_EXCERPTED TEXT_
Starting in December, we’ll have three new contributing writers at Phillies Nation. Here’s one of them, Michael Sadowski, writing about why we should be thankful as Phillies fans this year.
Welcome Michael to Phillies Nation!
When your team has won an average of 70 games for the last four years, it’s hard to be thankful for anything.
But for the first time in almost a half-decade the Phillies emerged with a pulse in 2016. It was faint, it was barely noticeable and if you didn’t know any better, you might have mistaken it for the pitter patter of a mouse slowly walking across a carpeted floor.
However faint it was, it was there. We knew it. We felt that pulse, and in 2016 we saw something we hadn’t seen in years – progress.
So now we can be thankful. We can even admit it to friends. So when you’re sitting around the Thanksgiving table this week thinking about what you can be thankful for as a Phillies fan, here are five good reasons:
1. Matt Klentak. We can all agree it’s been a pretty putrid recent era of Philadelphia general managers, right? Howie Roseman and Chip Kelly did everything but throw down in the parking lot of the NovaCare Complex, Sam Hinkie’s efficacy was exposed with some nutty behavior, and Ruben Amaro’s ignorance of statistical analysis turned a world championship team into a laughing stock.

_WHAT IS EXPECTED_
Can you write out the stretch of the Phillies Nation post from "But for the" through "years – progress.", word for word?

_DATA SUPPLIED_
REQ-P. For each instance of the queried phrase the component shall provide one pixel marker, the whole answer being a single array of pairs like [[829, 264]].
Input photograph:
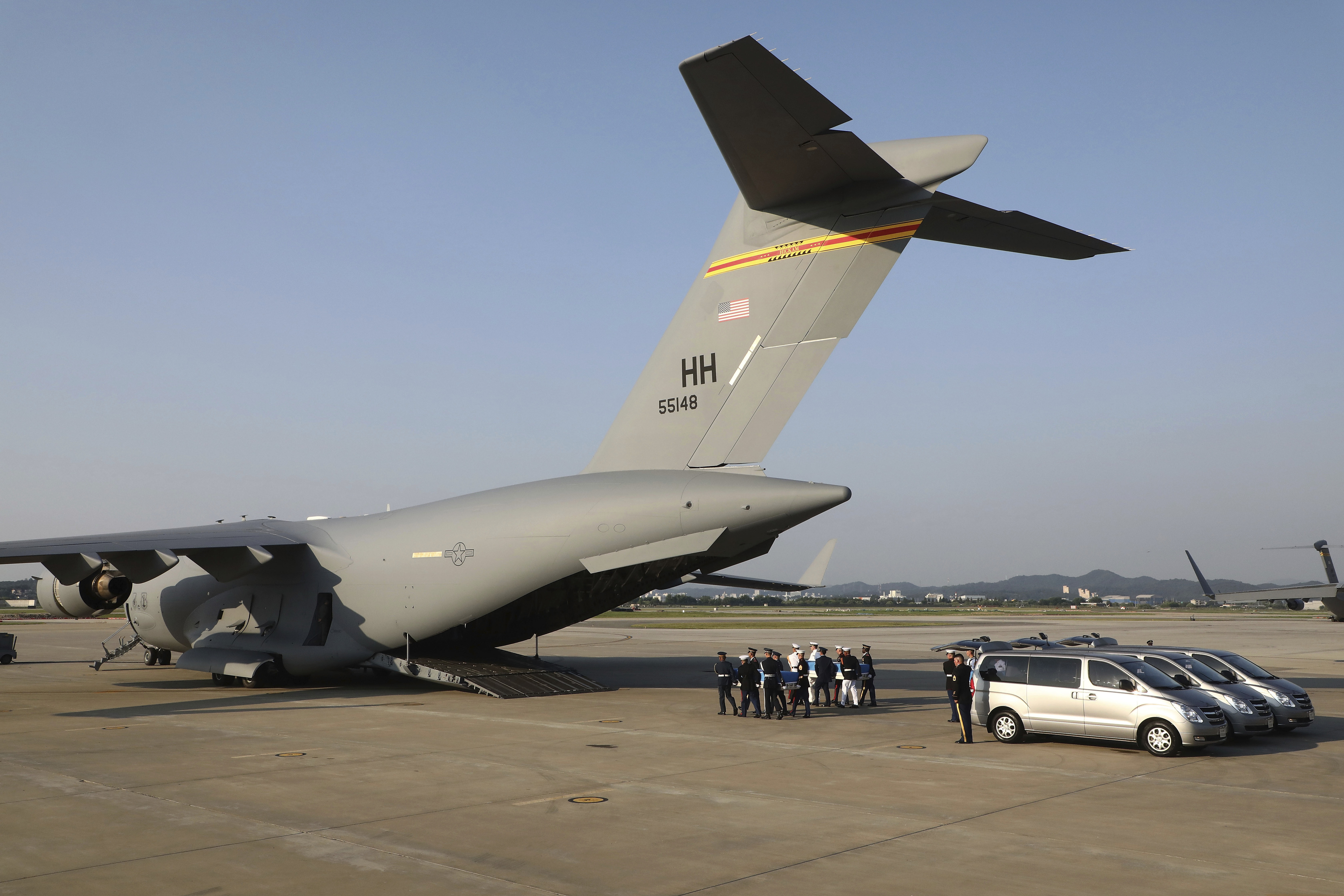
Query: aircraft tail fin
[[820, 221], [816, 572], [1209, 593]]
--
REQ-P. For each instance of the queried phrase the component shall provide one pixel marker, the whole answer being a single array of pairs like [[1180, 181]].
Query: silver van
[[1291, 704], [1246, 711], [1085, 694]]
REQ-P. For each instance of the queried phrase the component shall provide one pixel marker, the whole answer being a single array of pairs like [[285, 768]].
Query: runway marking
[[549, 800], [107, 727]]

_RESPONSE TO THE TASK_
But for the first time in almost a half-decade the Phillies emerged with a pulse in 2016. It was faint, it was barely noticeable and if you didn’t know any better, you might have mistaken it for the pitter patter of a mouse slowly walking across a carpeted floor.
However faint it was, it was there. We knew it. We felt that pulse, and in 2016 we saw something we hadn’t seen in years – progress.